*PROVIDED PASSAGE*
※ ※ ※
I'm having the exact same issue as you @max-rocket-internet, also running on EKS with their latest version available to date. This is frustrating :(

SocietyCao · 2019-08-23T03:43:58Z

@vdemonchy There may be sudden bursts of traffic，some times cause CPUUtilization to 100% , in this case,it won't scale down

max-rocket-internet · 2019-08-23T08:14:09Z

some times cause CPUUtilization to 100% , in this case,it won't scale down

This is not the case.

SocietyCao · 2019-08-23T14:42:53Z

The pod is all ready?
https://kubernetes.io/docs/tasks/run-application/horizontal-pod-autoscale/#algorithm-details

If there were any missing metrics, we recompute the average more conservatively, assuming those pods were consuming 100% of the desired value in case of a scale down, and 0% in case of a scale up.
I can only speculate this is the case

cmanzi · 2019-08-31T01:15:05Z

@max-rocket-internet Try increasing your metrics resolution from the default. I was experienceing similar behavior, I added the flag --metric-resolution=5s (the default is 60s), and it seems to be behaving in a much more expected manner now.

As @SocietyCao said, in my case it appears that the HPA was rapidly scaling up my service, creating a bunch of pods that didn't have any metrics yet, which in turn caused the HPA to assume the pods were under load. Seems like it can create a feedback loop of sorts.

wxwang33 · 2019-09-27T19:51:38Z

We are seeing the same behavior. Has this issue been resolved?

cmanzi · 2019-09-27T20:17:46Z

@wxwang33 What is your metrics-server resolution set to? That fixed it for me (on 1.14.6).

wxwang33 · 2019-09-27T23:38:58Z

I will check later as I don't have direct access to it. Will update and thanks for the quick response!
※ ※ ※
*LISTING*

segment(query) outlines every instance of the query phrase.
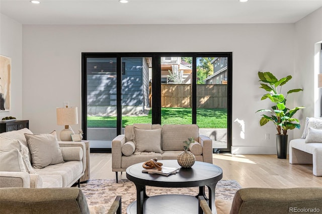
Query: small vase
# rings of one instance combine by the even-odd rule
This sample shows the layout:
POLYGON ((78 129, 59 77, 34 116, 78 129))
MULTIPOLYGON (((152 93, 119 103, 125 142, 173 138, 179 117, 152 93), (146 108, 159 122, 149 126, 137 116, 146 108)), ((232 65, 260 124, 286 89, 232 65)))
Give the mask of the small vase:
POLYGON ((182 168, 190 168, 196 161, 195 155, 187 149, 179 154, 177 159, 178 163, 182 168))

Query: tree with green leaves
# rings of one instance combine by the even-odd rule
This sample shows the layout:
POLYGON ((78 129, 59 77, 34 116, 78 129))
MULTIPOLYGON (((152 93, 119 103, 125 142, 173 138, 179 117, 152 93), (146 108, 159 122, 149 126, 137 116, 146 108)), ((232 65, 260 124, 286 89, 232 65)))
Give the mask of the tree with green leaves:
POLYGON ((199 64, 197 66, 197 84, 204 84, 205 79, 213 74, 213 64, 210 62, 214 57, 199 58, 199 64))

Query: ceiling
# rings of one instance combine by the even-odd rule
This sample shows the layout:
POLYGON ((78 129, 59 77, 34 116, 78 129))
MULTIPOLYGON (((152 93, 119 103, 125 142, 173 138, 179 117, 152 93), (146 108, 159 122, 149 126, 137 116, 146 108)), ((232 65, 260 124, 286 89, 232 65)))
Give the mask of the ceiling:
POLYGON ((322 0, 0 0, 0 12, 22 24, 294 23, 322 0))

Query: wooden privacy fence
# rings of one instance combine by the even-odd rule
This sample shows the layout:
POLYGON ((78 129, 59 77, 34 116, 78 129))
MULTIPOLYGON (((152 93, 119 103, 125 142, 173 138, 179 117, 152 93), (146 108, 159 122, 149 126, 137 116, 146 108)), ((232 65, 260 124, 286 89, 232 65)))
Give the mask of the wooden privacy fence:
MULTIPOLYGON (((227 108, 227 84, 197 85, 197 107, 227 108)), ((191 108, 191 85, 162 84, 161 106, 191 108)))

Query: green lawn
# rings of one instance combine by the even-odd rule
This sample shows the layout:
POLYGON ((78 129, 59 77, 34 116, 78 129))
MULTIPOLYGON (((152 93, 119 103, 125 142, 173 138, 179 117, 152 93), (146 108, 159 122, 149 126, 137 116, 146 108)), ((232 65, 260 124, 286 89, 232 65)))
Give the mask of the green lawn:
MULTIPOLYGON (((151 111, 147 116, 123 116, 122 127, 134 123, 150 123, 151 111)), ((161 109, 161 125, 191 124, 191 109, 164 108, 161 109)), ((227 110, 225 109, 198 109, 197 110, 197 124, 199 128, 227 128, 227 110)), ((115 128, 116 117, 87 117, 88 128, 115 128)))

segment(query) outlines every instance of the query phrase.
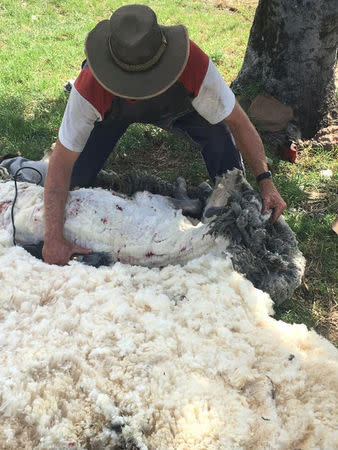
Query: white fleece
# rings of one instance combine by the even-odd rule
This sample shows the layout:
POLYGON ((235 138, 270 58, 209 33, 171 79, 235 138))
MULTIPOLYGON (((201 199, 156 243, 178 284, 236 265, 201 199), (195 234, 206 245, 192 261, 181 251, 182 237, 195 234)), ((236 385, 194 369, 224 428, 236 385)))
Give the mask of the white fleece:
MULTIPOLYGON (((22 189, 17 211, 26 230, 40 217, 41 192, 31 189, 25 224, 22 189)), ((89 242, 101 239, 111 211, 85 218, 77 198, 87 194, 73 195, 67 220, 88 229, 89 242)), ((95 204, 95 191, 88 195, 95 204)), ((128 211, 126 199, 111 201, 128 211)), ((155 204, 140 202, 150 214, 155 204)), ((148 236, 141 215, 130 217, 127 234, 143 226, 148 236)), ((194 236, 187 222, 177 223, 194 236)), ((270 317, 270 297, 208 245, 184 266, 162 269, 49 266, 13 247, 3 222, 0 448, 116 448, 119 426, 141 450, 337 448, 337 350, 304 325, 270 317)), ((144 248, 139 258, 149 259, 144 248)))

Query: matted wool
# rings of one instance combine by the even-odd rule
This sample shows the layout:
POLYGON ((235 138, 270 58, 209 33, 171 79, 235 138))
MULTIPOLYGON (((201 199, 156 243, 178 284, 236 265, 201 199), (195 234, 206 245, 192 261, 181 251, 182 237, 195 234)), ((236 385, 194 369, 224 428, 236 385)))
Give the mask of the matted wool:
POLYGON ((207 253, 49 266, 0 231, 0 448, 334 449, 338 352, 207 253))

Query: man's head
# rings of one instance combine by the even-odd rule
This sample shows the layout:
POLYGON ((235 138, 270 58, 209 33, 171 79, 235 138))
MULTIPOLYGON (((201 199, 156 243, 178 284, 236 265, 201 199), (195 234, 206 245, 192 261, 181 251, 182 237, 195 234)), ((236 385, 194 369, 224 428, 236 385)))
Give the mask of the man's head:
POLYGON ((119 97, 145 99, 168 89, 183 72, 189 37, 183 25, 158 25, 145 5, 126 5, 99 22, 85 42, 95 78, 119 97))

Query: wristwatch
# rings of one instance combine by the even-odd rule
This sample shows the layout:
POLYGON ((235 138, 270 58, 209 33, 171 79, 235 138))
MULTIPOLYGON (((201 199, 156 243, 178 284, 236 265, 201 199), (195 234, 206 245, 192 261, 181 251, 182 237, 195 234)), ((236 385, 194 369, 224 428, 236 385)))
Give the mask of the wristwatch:
POLYGON ((266 178, 271 178, 271 177, 272 177, 272 173, 270 172, 270 170, 268 170, 267 172, 263 172, 263 173, 259 174, 256 177, 256 181, 257 181, 257 183, 259 183, 260 181, 265 180, 266 178))

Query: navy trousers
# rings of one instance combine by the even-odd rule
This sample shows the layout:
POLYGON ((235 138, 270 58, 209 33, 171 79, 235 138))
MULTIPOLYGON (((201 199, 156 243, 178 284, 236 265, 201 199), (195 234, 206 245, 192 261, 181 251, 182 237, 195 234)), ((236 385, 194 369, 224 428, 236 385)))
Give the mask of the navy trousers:
MULTIPOLYGON (((224 122, 211 125, 197 111, 191 111, 173 120, 169 126, 167 122, 165 125, 159 121, 153 123, 167 131, 184 136, 196 144, 213 182, 217 175, 222 175, 227 170, 233 168, 244 170, 241 155, 224 122)), ((95 124, 83 151, 74 164, 71 187, 88 187, 93 183, 128 126, 129 123, 123 124, 113 120, 103 120, 95 124)))

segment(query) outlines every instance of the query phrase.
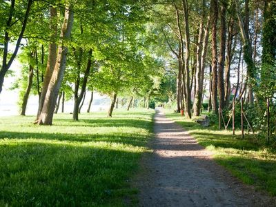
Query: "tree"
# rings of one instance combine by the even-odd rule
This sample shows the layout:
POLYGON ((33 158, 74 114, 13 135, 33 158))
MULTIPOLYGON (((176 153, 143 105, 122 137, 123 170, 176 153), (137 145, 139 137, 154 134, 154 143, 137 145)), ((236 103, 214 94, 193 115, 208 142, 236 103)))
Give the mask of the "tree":
POLYGON ((66 41, 70 39, 73 23, 72 4, 67 3, 64 14, 63 23, 61 28, 60 39, 61 43, 59 45, 55 66, 47 89, 44 103, 39 119, 36 121, 37 124, 51 125, 59 88, 61 84, 66 65, 66 56, 68 46, 66 41))
MULTIPOLYGON (((21 25, 21 30, 20 32, 15 32, 16 34, 18 34, 17 39, 16 40, 15 48, 12 55, 10 56, 8 54, 8 46, 9 43, 11 40, 11 34, 10 30, 12 30, 13 28, 14 28, 14 24, 17 22, 17 20, 14 19, 14 15, 16 14, 16 8, 15 8, 15 0, 11 0, 10 5, 7 6, 8 3, 4 1, 2 3, 5 4, 4 7, 7 10, 8 10, 8 13, 6 16, 6 25, 4 26, 1 26, 4 29, 4 38, 3 38, 3 51, 2 55, 2 65, 0 69, 0 93, 2 91, 3 83, 4 82, 5 75, 7 73, 8 70, 10 68, 14 58, 16 57, 18 50, 19 49, 20 43, 21 42, 23 35, 25 32, 25 29, 26 28, 28 23, 28 19, 29 17, 32 3, 33 0, 28 0, 28 3, 26 8, 25 14, 23 18, 22 24, 21 25), (8 8, 9 7, 9 9, 8 8)), ((25 4, 25 3, 24 3, 25 4)), ((17 24, 16 25, 17 26, 17 24)), ((12 37, 13 38, 13 37, 12 37)))

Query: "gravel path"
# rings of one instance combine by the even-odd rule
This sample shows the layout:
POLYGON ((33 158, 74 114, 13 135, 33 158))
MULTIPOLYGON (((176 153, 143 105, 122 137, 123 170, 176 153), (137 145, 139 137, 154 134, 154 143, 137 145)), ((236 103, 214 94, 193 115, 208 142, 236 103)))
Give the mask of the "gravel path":
POLYGON ((217 165, 210 152, 159 110, 155 121, 154 153, 143 159, 135 184, 139 206, 276 206, 217 165))

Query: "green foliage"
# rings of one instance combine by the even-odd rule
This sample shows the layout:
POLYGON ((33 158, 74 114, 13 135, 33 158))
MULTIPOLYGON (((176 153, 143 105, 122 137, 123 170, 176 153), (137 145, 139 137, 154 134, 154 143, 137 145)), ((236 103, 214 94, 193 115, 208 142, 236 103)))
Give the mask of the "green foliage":
POLYGON ((0 206, 122 206, 128 180, 150 150, 153 110, 61 115, 52 126, 34 117, 0 123, 0 206))

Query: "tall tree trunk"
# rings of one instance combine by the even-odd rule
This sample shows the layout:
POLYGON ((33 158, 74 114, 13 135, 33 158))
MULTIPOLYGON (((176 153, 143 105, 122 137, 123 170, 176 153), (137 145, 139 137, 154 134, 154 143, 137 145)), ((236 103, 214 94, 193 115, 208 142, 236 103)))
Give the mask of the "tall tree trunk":
POLYGON ((228 1, 222 1, 220 9, 220 46, 219 55, 217 68, 217 89, 219 93, 219 108, 223 110, 225 107, 224 103, 224 61, 225 61, 225 49, 226 45, 226 8, 228 1))
POLYGON ((118 106, 119 106, 119 98, 117 98, 117 100, 116 100, 116 108, 118 108, 118 106))
POLYGON ((89 113, 90 112, 90 108, 91 108, 92 101, 93 101, 93 95, 94 95, 94 92, 91 91, 90 100, 89 101, 88 108, 87 109, 87 112, 88 113, 89 113))
POLYGON ((112 114, 113 112, 114 106, 115 106, 115 103, 116 103, 116 99, 117 99, 117 92, 115 92, 113 95, 113 99, 112 100, 110 107, 109 108, 108 117, 112 117, 112 114))
POLYGON ((62 92, 62 104, 61 104, 61 112, 64 112, 64 102, 65 102, 65 92, 62 92))
POLYGON ((17 55, 18 50, 19 49, 20 43, 21 42, 23 35, 24 34, 25 32, 25 29, 27 26, 28 23, 28 19, 29 17, 30 14, 30 11, 31 9, 32 3, 33 2, 33 0, 28 0, 28 5, 27 5, 27 8, 24 14, 24 19, 23 20, 23 23, 22 23, 22 27, 21 28, 20 34, 18 37, 18 39, 17 40, 17 43, 15 44, 15 48, 14 52, 12 52, 12 55, 10 57, 10 59, 8 60, 8 58, 9 57, 8 55, 8 43, 10 39, 10 34, 9 34, 9 28, 12 26, 13 23, 12 21, 12 17, 14 15, 14 6, 15 6, 15 0, 11 0, 10 1, 10 11, 9 11, 9 14, 8 17, 7 22, 6 23, 6 28, 7 28, 5 30, 5 35, 4 35, 4 42, 3 42, 3 56, 2 56, 2 66, 0 69, 0 93, 2 91, 3 88, 3 83, 4 82, 4 79, 5 79, 5 75, 8 72, 8 70, 10 68, 10 66, 12 65, 13 61, 14 60, 15 57, 17 55))
POLYGON ((83 107, 83 103, 84 103, 84 100, 86 99, 86 91, 85 90, 84 93, 83 93, 83 96, 81 103, 81 105, 79 106, 79 114, 81 113, 81 108, 83 107))
POLYGON ((249 14, 248 14, 248 0, 245 1, 245 21, 244 23, 243 18, 241 14, 239 3, 237 0, 235 0, 236 4, 237 14, 239 20, 239 29, 241 30, 241 37, 243 40, 243 52, 244 61, 247 65, 247 79, 249 93, 249 104, 253 105, 254 102, 253 97, 253 86, 255 86, 255 80, 256 68, 252 58, 252 47, 249 39, 249 14))
POLYGON ((57 43, 55 39, 57 36, 56 18, 57 17, 57 8, 51 6, 50 8, 50 30, 52 32, 51 37, 52 42, 49 44, 49 55, 48 57, 47 66, 45 71, 44 79, 43 82, 41 93, 39 98, 39 108, 37 110, 37 119, 39 119, 45 101, 48 87, 54 71, 57 59, 57 43))
POLYGON ((178 75, 177 75, 177 112, 180 112, 180 110, 181 109, 181 81, 182 81, 182 67, 181 62, 178 59, 178 75))
MULTIPOLYGON (((261 80, 262 88, 266 90, 266 96, 274 96, 276 75, 276 3, 266 1, 264 11, 264 25, 262 37, 262 55, 261 66, 261 80)), ((264 89, 263 89, 264 90, 264 89)), ((264 98, 263 98, 264 99, 264 98)))
POLYGON ((217 113, 217 0, 211 0, 210 17, 212 22, 212 110, 217 113))
POLYGON ((182 0, 183 11, 184 16, 184 31, 185 31, 185 116, 190 119, 191 115, 191 97, 190 97, 190 70, 189 70, 189 61, 190 61, 190 31, 189 31, 189 20, 188 20, 188 0, 182 0))
POLYGON ((212 110, 212 90, 213 90, 213 78, 212 78, 212 66, 209 66, 209 102, 208 104, 208 112, 212 110))
POLYGON ((37 55, 37 48, 35 48, 34 50, 34 56, 35 56, 35 64, 37 68, 37 94, 40 99, 41 92, 40 92, 40 81, 39 81, 39 57, 37 55))
MULTIPOLYGON (((233 59, 233 52, 232 51, 235 50, 235 43, 234 43, 234 47, 232 48, 232 44, 233 41, 233 26, 234 21, 230 18, 230 20, 228 23, 228 37, 227 39, 227 50, 226 50, 226 72, 225 72, 225 87, 224 87, 224 101, 225 106, 227 106, 230 103, 230 90, 231 90, 231 84, 230 82, 230 68, 231 66, 232 59, 233 59)), ((235 39, 235 42, 236 42, 235 39)))
POLYGON ((34 76, 34 67, 30 64, 29 65, 29 77, 28 77, 28 86, 27 86, 27 88, 26 90, 24 96, 23 97, 23 101, 22 101, 22 105, 21 105, 21 111, 20 113, 20 115, 21 115, 21 116, 26 115, 26 110, 27 108, 27 103, 28 103, 28 99, 29 98, 30 92, 32 88, 33 76, 34 76))
MULTIPOLYGON (((241 66, 241 44, 239 48, 239 62, 237 63, 237 85, 236 85, 236 90, 235 91, 233 99, 235 99, 237 98, 237 91, 239 87, 239 71, 240 71, 240 66, 241 66)), ((241 86, 242 87, 242 86, 241 86)))
POLYGON ((197 73, 196 73, 196 88, 193 106, 193 115, 199 116, 202 103, 203 83, 204 79, 205 57, 207 52, 208 39, 209 37, 209 17, 207 23, 204 28, 204 23, 206 18, 204 8, 206 7, 205 0, 202 1, 202 16, 199 25, 199 38, 197 46, 197 73))
POLYGON ((60 34, 60 39, 62 40, 62 42, 59 46, 56 64, 48 87, 41 112, 39 119, 36 121, 37 124, 52 125, 55 105, 63 78, 66 65, 68 49, 64 43, 70 39, 73 19, 72 5, 70 4, 69 6, 66 5, 64 21, 60 34))
POLYGON ((128 109, 126 110, 129 110, 129 109, 130 108, 131 103, 132 102, 132 99, 133 99, 133 97, 130 97, 130 101, 128 103, 128 109))
POLYGON ((150 95, 148 96, 147 97, 147 109, 150 109, 150 95))
POLYGON ((86 66, 86 70, 84 72, 84 77, 81 85, 81 92, 79 95, 78 95, 79 91, 79 81, 77 81, 75 86, 75 103, 74 103, 74 111, 73 111, 73 119, 79 120, 79 104, 81 104, 81 100, 83 98, 83 95, 86 89, 86 84, 88 79, 88 76, 90 72, 90 69, 92 66, 92 49, 90 49, 88 52, 88 61, 86 66))
POLYGON ((55 107, 55 114, 57 114, 57 112, 59 111, 59 103, 60 103, 60 100, 61 99, 61 97, 62 97, 62 92, 59 92, 59 97, 57 98, 57 101, 56 107, 55 107))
※ ※ ※
*SHORT EXERCISE 1*
In the forum thread, which flag did cmanzi add to fix the scaling behavior?
*SHORT EXERCISE 2*
Pull out every line of the listing that contains the string "white".

*EXERCISE SOLUTION 1*
The flag --metric-resolution=5s, which replaced the default of 60s.

*EXERCISE SOLUTION 2*
Query: white fleece
Give the mask of the white fleece:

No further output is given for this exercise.